Image point grounding data:

- Opening Delimiter -

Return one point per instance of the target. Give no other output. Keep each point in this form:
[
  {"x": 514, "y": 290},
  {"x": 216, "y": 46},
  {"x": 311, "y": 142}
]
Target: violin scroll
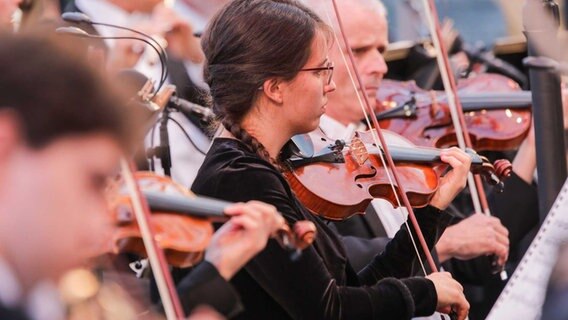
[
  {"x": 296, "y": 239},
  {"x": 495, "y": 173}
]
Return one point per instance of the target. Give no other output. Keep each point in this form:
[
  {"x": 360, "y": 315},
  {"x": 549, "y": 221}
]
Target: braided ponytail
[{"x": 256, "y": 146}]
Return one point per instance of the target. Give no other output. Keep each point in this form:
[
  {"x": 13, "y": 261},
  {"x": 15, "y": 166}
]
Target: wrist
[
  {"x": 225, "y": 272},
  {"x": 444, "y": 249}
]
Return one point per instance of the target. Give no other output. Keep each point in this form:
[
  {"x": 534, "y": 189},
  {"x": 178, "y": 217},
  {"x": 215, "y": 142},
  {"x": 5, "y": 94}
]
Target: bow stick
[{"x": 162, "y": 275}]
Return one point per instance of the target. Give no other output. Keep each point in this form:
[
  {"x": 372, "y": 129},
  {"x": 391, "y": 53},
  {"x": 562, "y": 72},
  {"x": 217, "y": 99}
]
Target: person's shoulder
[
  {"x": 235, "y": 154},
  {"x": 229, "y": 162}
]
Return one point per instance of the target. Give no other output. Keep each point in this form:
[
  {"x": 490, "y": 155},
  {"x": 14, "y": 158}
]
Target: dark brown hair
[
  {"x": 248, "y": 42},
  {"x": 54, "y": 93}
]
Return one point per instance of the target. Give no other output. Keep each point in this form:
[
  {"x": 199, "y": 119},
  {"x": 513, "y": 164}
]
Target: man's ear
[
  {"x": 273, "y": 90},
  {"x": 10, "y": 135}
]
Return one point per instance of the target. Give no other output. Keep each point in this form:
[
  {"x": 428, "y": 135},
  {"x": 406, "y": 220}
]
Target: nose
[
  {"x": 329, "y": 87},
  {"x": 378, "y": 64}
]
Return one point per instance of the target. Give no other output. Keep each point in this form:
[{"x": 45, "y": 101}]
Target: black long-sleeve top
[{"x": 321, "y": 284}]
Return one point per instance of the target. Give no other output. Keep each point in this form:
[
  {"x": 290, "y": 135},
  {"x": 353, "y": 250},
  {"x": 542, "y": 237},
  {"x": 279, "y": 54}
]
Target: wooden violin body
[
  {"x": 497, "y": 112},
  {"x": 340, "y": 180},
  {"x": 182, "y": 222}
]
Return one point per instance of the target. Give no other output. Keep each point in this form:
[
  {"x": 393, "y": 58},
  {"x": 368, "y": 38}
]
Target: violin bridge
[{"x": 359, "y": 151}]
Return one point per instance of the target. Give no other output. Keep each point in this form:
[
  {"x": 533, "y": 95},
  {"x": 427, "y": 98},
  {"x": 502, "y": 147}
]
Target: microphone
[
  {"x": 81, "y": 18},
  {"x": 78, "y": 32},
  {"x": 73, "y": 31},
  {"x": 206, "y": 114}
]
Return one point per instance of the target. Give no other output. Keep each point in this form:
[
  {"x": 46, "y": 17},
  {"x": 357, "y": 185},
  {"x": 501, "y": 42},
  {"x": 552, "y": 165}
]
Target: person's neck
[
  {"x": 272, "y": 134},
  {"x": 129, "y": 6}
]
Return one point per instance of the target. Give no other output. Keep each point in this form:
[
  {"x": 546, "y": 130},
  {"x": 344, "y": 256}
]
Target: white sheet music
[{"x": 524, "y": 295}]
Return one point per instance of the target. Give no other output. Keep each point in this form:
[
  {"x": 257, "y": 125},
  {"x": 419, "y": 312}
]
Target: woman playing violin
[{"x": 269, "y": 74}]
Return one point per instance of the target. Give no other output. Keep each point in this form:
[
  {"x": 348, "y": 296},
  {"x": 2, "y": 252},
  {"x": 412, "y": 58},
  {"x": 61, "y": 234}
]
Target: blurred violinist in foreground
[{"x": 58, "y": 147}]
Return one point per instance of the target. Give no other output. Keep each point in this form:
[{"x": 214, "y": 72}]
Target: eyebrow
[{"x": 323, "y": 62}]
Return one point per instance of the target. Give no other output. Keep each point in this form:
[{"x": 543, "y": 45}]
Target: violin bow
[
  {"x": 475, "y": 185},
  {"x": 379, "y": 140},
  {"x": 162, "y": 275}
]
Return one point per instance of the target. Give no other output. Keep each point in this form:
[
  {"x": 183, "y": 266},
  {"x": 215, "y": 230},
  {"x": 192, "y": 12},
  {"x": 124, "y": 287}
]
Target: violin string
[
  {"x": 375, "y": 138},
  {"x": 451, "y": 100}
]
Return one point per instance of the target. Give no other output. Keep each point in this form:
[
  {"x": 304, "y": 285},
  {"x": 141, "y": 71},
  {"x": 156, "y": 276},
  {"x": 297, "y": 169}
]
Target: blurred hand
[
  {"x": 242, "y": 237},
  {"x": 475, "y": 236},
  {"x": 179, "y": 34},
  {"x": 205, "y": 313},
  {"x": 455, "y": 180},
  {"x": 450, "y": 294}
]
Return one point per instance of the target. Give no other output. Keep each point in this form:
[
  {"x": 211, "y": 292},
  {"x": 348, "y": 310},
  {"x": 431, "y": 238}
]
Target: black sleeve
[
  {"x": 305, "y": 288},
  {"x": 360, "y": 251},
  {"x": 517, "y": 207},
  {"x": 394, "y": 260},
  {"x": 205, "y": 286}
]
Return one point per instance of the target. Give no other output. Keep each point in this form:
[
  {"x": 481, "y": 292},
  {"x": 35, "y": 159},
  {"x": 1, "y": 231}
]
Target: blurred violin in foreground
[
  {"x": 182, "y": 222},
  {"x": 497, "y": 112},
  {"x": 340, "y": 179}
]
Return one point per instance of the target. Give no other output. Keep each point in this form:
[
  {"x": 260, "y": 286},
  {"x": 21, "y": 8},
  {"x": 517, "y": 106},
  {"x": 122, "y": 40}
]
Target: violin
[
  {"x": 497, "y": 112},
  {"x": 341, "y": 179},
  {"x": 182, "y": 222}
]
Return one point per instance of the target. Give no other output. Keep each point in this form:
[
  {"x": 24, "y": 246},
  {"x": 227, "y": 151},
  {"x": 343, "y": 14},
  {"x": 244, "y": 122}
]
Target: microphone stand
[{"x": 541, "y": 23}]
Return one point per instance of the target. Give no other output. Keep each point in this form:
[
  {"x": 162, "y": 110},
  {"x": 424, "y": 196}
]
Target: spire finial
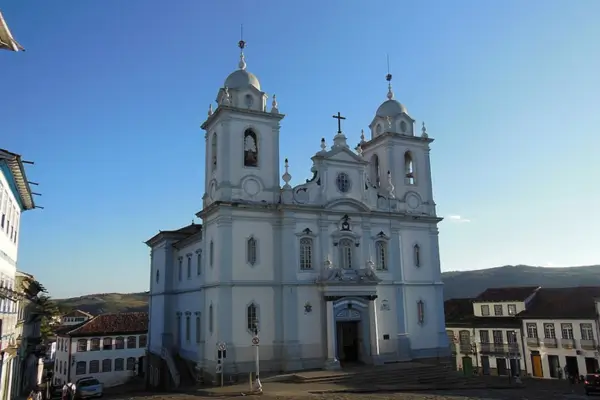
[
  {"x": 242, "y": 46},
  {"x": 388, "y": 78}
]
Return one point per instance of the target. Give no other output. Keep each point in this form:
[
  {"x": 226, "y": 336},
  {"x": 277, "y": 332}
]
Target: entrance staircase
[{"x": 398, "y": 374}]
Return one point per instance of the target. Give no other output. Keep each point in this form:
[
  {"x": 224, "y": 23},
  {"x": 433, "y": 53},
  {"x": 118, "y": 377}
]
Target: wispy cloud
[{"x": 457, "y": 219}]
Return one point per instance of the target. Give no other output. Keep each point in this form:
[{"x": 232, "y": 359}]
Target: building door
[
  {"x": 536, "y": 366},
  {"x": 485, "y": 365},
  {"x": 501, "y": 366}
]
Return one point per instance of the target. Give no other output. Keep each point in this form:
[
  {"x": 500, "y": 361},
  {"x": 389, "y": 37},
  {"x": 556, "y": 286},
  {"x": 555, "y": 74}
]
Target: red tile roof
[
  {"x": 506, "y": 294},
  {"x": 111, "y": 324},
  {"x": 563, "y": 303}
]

- Closing Delimiter -

**WORK INSTRUCTIONS**
Apart from the pictures, repeat the data above exactly.

**ANSWER TO THIS TASK**
Return one point per instance of the target. Give no other output. Keep each point in this form:
[
  {"x": 514, "y": 290},
  {"x": 216, "y": 46},
  {"x": 311, "y": 142}
]
Target: violin scroll
[
  {"x": 296, "y": 239},
  {"x": 495, "y": 173}
]
Return one point per instance of the target. Give no other output. Keep each point in this form:
[
  {"x": 360, "y": 315},
  {"x": 549, "y": 221}
]
Target: braided ponytail
[{"x": 256, "y": 146}]
Return one point per instance of the target. Give no other output. Keep each point in this form:
[
  {"x": 13, "y": 261},
  {"x": 15, "y": 166}
]
Target: wrist
[
  {"x": 225, "y": 272},
  {"x": 444, "y": 249}
]
Return one point per instance of the target. Give no other output. Keep each point in this form:
[
  {"x": 534, "y": 189},
  {"x": 178, "y": 217},
  {"x": 215, "y": 142},
  {"x": 5, "y": 94}
]
Target: bow stick
[{"x": 162, "y": 275}]
Return one point per instance of the target. Give no other output. Keep each point in this form:
[
  {"x": 372, "y": 129},
  {"x": 391, "y": 53},
  {"x": 562, "y": 72},
  {"x": 217, "y": 99}
]
Target: person's shoulder
[
  {"x": 235, "y": 154},
  {"x": 229, "y": 162}
]
Return one point per instance of the target. Give no other output. Keep each point in this form:
[
  {"x": 490, "y": 155},
  {"x": 14, "y": 158}
]
Target: dark brown hair
[
  {"x": 248, "y": 42},
  {"x": 54, "y": 93}
]
Return one point per instance of the target. Give no other output. Keep each point in this form:
[
  {"x": 199, "y": 119},
  {"x": 513, "y": 164}
]
Target: man's ear
[
  {"x": 273, "y": 90},
  {"x": 10, "y": 135}
]
Return one point per instance of the target. Give no other output. Keep each point in this form:
[
  {"x": 428, "y": 135},
  {"x": 406, "y": 220}
]
Target: nose
[
  {"x": 329, "y": 87},
  {"x": 378, "y": 64}
]
Return one point per instance of the target. Give no other output. Keep each point in this form:
[{"x": 45, "y": 101}]
Target: black long-sleeve top
[{"x": 321, "y": 284}]
Return one point per instance of the target. Give no other output. Keep each point in this form:
[
  {"x": 290, "y": 135},
  {"x": 353, "y": 250},
  {"x": 542, "y": 237},
  {"x": 279, "y": 54}
]
Target: wooden violin body
[
  {"x": 497, "y": 112},
  {"x": 340, "y": 180},
  {"x": 182, "y": 222}
]
Return one point per instance of the target. Give no other output. Keep each point in this form:
[
  {"x": 393, "y": 58},
  {"x": 368, "y": 38}
]
Target: violin bridge
[{"x": 359, "y": 151}]
Return one point per instance of the target. Give no other output. Keep each point in this form:
[
  {"x": 533, "y": 95},
  {"x": 427, "y": 98},
  {"x": 502, "y": 147}
]
Target: microphone
[
  {"x": 81, "y": 18},
  {"x": 78, "y": 32},
  {"x": 73, "y": 31},
  {"x": 206, "y": 114}
]
Return one point per instance of the target. Give no other output. Keep each point in this form:
[
  {"x": 46, "y": 17},
  {"x": 357, "y": 185},
  {"x": 501, "y": 42},
  {"x": 552, "y": 165}
]
Target: person's neck
[
  {"x": 272, "y": 134},
  {"x": 129, "y": 6}
]
Return one point per instance of the target. Give no other output. Keep each point in this form:
[
  {"x": 546, "y": 130},
  {"x": 344, "y": 256}
]
Target: white sheet music
[{"x": 524, "y": 295}]
Return one point per instance of the target. Give no other output. Keep each point in this form:
[
  {"x": 257, "y": 125},
  {"x": 419, "y": 312}
]
Target: woman playing violin
[{"x": 269, "y": 74}]
Return one point per instance of the target. Give no other output. Keep each point in this form:
[
  {"x": 348, "y": 296},
  {"x": 2, "y": 252},
  {"x": 412, "y": 58},
  {"x": 61, "y": 234}
]
Target: blurred violinist in foreground
[{"x": 58, "y": 147}]
Return one point per instance of the target. Give no other output. Keep each point in this form:
[{"x": 214, "y": 72}]
Target: eyebrow
[{"x": 323, "y": 62}]
Return one point per instance of the target. Give no other output. Keep each point in this form:
[{"x": 543, "y": 45}]
Target: violin bow
[
  {"x": 475, "y": 185},
  {"x": 379, "y": 140},
  {"x": 162, "y": 275}
]
Return one point per instance of the target. Give no other output. Keep each point in this form:
[
  {"x": 183, "y": 266},
  {"x": 215, "y": 230},
  {"x": 192, "y": 12},
  {"x": 124, "y": 287}
]
Target: violin string
[
  {"x": 375, "y": 138},
  {"x": 451, "y": 100}
]
Return one point per instance of the target. Give no other output. Keep each point in this form:
[
  {"x": 304, "y": 285},
  {"x": 141, "y": 71},
  {"x": 156, "y": 276},
  {"x": 297, "y": 169}
]
Target: blurred hand
[
  {"x": 242, "y": 237},
  {"x": 475, "y": 236},
  {"x": 179, "y": 34},
  {"x": 205, "y": 313},
  {"x": 455, "y": 180},
  {"x": 450, "y": 294}
]
Return one point per instance of the target. Give no other output. Keep each point in this form:
[
  {"x": 211, "y": 292},
  {"x": 348, "y": 310},
  {"x": 431, "y": 238}
]
Target: black sleeve
[
  {"x": 305, "y": 288},
  {"x": 360, "y": 251},
  {"x": 517, "y": 207},
  {"x": 394, "y": 260},
  {"x": 205, "y": 286}
]
Return one point per instance of the target. Give no other output. Keep each point in this form:
[
  {"x": 481, "y": 292},
  {"x": 35, "y": 159},
  {"x": 1, "y": 231}
]
Target: blurred violin in foreground
[
  {"x": 182, "y": 222},
  {"x": 497, "y": 112},
  {"x": 340, "y": 179}
]
Return one point per instance of the target. Give no other output. Keep each point in this form:
[
  {"x": 260, "y": 286},
  {"x": 21, "y": 8},
  {"x": 517, "y": 106},
  {"x": 122, "y": 40}
]
Target: violin
[
  {"x": 497, "y": 112},
  {"x": 341, "y": 179},
  {"x": 182, "y": 222}
]
Return one point per instance of the target. Give no other output. Keep each point in this form:
[
  {"x": 24, "y": 246},
  {"x": 227, "y": 151},
  {"x": 343, "y": 14},
  {"x": 244, "y": 122}
]
Target: microphone stand
[{"x": 541, "y": 23}]
Return one point per instance of the target. Give no other output. Keep each point in this form:
[
  {"x": 162, "y": 110},
  {"x": 424, "y": 196}
]
Target: spire finial
[
  {"x": 242, "y": 46},
  {"x": 388, "y": 78}
]
Return one point per instance of the target. Give no other output. Keep each point in this form:
[
  {"x": 226, "y": 336},
  {"x": 277, "y": 332}
]
Target: entrance staircase
[{"x": 398, "y": 374}]
Return one point per instance of the target. Give no other output. Keep each point in this form:
[
  {"x": 224, "y": 23},
  {"x": 433, "y": 53},
  {"x": 118, "y": 377}
]
Target: wispy cloud
[{"x": 457, "y": 219}]
Return one point per instance of the target. Give no other output. Keep each point in this form:
[{"x": 232, "y": 359}]
Target: building door
[
  {"x": 536, "y": 366},
  {"x": 485, "y": 365},
  {"x": 501, "y": 366}
]
Return one point per instance of the target. Give no other output. Keep each point in this form:
[
  {"x": 500, "y": 361},
  {"x": 389, "y": 37},
  {"x": 556, "y": 286},
  {"x": 555, "y": 74}
]
Target: red tile roof
[
  {"x": 506, "y": 294},
  {"x": 111, "y": 324},
  {"x": 563, "y": 303}
]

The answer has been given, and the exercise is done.